■ SOURCE:
+++
Intuition for including a quadratic variable in a fixed effects regression model

Himani Srihan

Join Date: Apr 2020

Posts: 51
#1

Intuition for including a quadratic variable in a fixed effects regression model

14 Nov 2020, 06:03

Hi everyone,

I was facing a question regarding the intention for including a quadratic variable in a fixed effects regression model. For instance, if there originally exists a quadratic relationship between two variables X and Y, we need to include a quadratic form of the variable to take that into account. However, in fixed effects regression model, the variables are demeaned, that is, the mean is subtracted from the original values and then the regression takes place. So, just in case of fixed effects, is there any need to enter the quadratic form because the quadratic relationship does not exist after the variable is demeaned. I would be thankful for a response!
+++
■ DATA SUPPLIED:

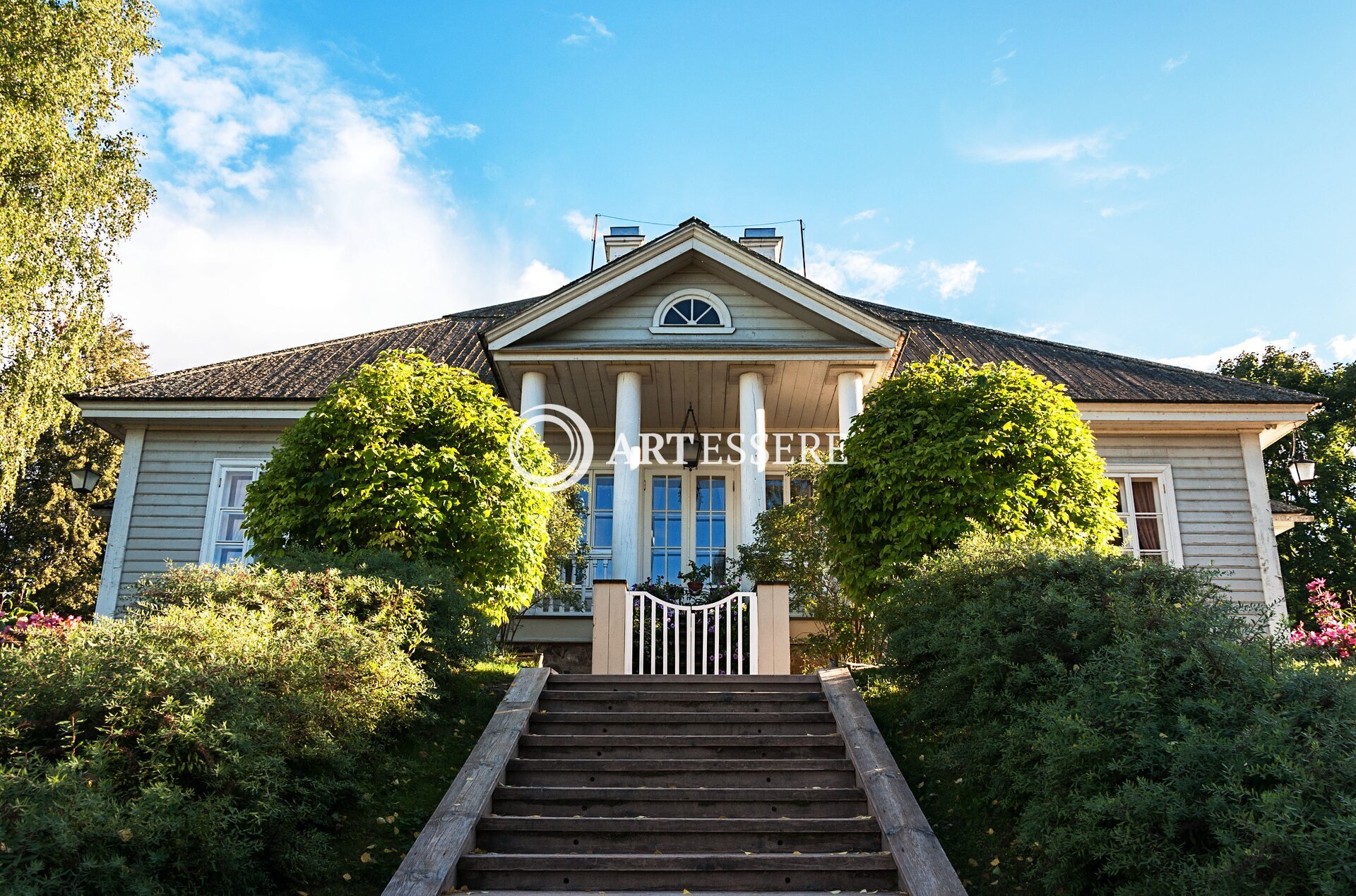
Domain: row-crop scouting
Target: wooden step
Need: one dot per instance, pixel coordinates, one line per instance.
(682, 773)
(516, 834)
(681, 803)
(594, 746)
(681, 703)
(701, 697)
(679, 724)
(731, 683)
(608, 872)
+++
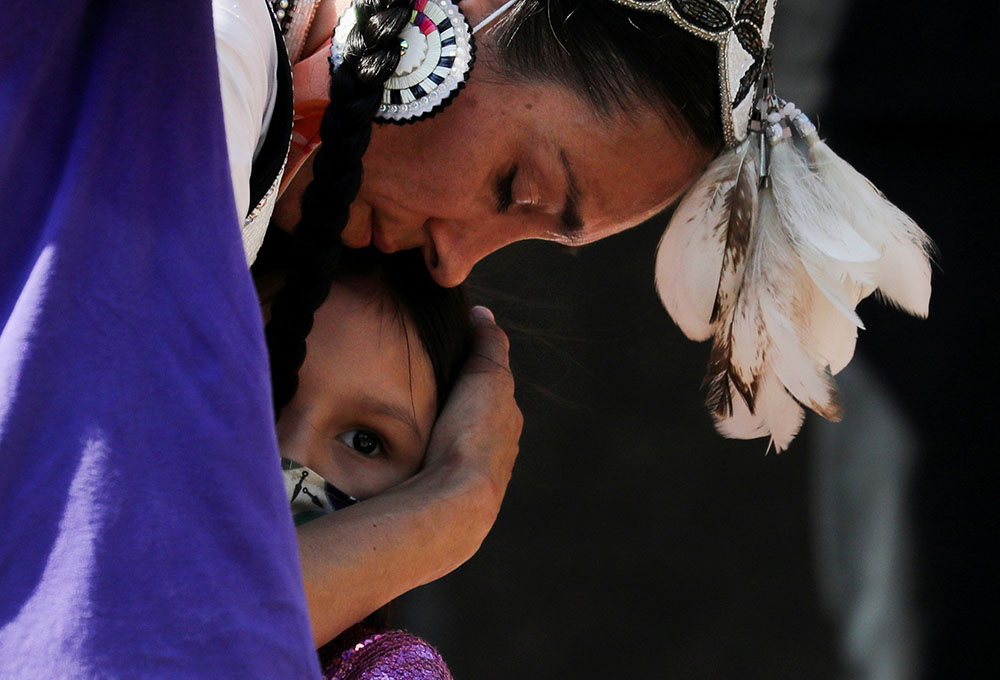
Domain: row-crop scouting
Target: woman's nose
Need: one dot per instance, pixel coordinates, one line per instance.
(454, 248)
+++
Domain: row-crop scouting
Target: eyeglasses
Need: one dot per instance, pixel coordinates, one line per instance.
+++
■ TASK LIST:
a) In the forum post, what is done to the variables in a fixed effects regression model before the regression takes place?
b) From the forum post, transcribe word for word the part that opens with the words containing "14 Nov 2020, 06:03" and closes with "for a response!".

■ SOLUTIONS BY TASK:
a) They are demeaned: the mean is subtracted from the original values.

b)
14 Nov 2020, 06:03

Hi everyone,

I was facing a question regarding the intention for including a quadratic variable in a fixed effects regression model. For instance, if there originally exists a quadratic relationship between two variables X and Y, we need to include a quadratic form of the variable to take that into account. However, in fixed effects regression model, the variables are demeaned, that is, the mean is subtracted from the original values and then the regression takes place. So, just in case of fixed effects, is there any need to enter the quadratic form because the quadratic relationship does not exist after the variable is demeaned. I would be thankful for a response!